Reproduce the entries exactly. Omit none of them.
===== Data extracts
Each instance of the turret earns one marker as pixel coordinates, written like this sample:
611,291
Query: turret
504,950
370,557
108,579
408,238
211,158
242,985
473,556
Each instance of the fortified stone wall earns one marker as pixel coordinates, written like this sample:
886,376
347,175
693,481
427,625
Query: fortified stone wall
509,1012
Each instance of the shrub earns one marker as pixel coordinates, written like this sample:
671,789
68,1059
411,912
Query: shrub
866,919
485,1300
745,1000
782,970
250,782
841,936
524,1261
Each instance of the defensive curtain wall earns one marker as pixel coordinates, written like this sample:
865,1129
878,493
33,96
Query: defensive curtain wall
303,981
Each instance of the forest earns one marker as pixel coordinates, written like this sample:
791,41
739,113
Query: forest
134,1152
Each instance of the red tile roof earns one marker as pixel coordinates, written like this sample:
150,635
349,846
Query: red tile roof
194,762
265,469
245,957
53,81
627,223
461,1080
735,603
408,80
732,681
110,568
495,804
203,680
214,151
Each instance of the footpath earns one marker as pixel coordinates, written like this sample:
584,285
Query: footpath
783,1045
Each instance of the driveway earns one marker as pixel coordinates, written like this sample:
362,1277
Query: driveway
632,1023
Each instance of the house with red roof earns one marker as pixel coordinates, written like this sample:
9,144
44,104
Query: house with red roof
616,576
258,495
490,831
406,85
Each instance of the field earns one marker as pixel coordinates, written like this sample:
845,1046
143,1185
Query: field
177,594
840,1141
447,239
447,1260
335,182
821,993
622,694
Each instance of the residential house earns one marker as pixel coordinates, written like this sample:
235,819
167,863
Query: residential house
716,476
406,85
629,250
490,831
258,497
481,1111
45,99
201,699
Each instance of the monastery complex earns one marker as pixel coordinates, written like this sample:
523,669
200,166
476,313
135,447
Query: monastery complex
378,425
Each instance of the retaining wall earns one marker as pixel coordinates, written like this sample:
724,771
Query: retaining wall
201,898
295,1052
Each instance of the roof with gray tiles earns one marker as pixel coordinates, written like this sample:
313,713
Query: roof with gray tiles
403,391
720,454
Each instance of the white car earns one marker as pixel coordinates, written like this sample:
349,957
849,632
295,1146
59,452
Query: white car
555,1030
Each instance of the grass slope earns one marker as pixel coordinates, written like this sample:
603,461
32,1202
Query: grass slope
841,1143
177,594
==========
- _Solution to the exercise_:
Each instance of the turret earns one marker as pixel coordinates, written like this sample:
611,291
Query: turret
504,950
370,557
108,579
408,238
211,158
242,985
473,556
Each instance of the fortified stone wall earns one marker as pixel coordinates, written like this sample:
886,376
347,175
693,481
427,625
Query: fortified stone wall
509,1012
Each instance of the shrub earns one marker as pixel coordinates, written like this sample:
671,789
68,1059
411,912
Query: shrub
866,919
485,1300
745,1000
782,970
250,782
841,936
524,1261
Each instance of the defensive curtain wall earns one marker as pixel coordinates, written like this sample:
865,1129
878,493
33,96
Query: defensive curtain wall
303,981
Each instance of the forest earns one marker as pixel coordinates, written like this sample:
791,41
739,113
Query: forest
134,1152
Each instance of the red tile roof earns one marker as pixel coordinates, written like this sample:
150,635
349,846
Query: red tile roof
194,762
265,469
245,957
53,81
627,223
461,1080
735,603
408,80
732,681
110,568
495,804
203,680
214,151
Each instance of the footpath earns one marker as pixel coordinates, written like this sample:
584,285
Query: footpath
783,1045
Each instance of the driveway earns one marker as pixel coordinates, written like this sample:
362,1277
Query: driveway
632,1023
Each instance of the house with red roof earns one marker as pixel coordinates, written like this sample:
9,144
44,104
Query: house with red roof
616,576
258,495
490,831
406,85
Each instance of the field earns one marker as pixel coordinates, written like this sample:
845,1046
143,1185
Query: field
177,594
840,1141
447,239
447,1260
335,182
821,993
622,694
Each instance of the residential house earns one marker as pixel coordinates, written like this sample:
235,819
167,863
Query: residential house
716,476
406,85
629,250
490,831
258,497
481,1111
45,99
201,699
Each instance of the monastery complex earns one marker as pixel coordinates, written like this sample:
523,669
200,166
476,313
135,447
Query: monastery complex
378,425
Each instance of the retaining wall earns one marker as pixel coordinates, written like this sample:
724,771
Query: retaining wall
201,898
295,1052
Each instance of the roof with gray tiles earns one marker as pixel coordinates, written like this sample:
313,713
Query: roof with gray tiles
403,391
720,454
Each instance of the white car earns one marker as pixel coordinates, written like this sample:
349,957
849,632
295,1146
59,452
Query: white car
555,1030
Each instance of the grass slope earns one marker as pixel coordinates, written like this sample:
603,461
32,1202
Query: grass slope
841,1143
177,594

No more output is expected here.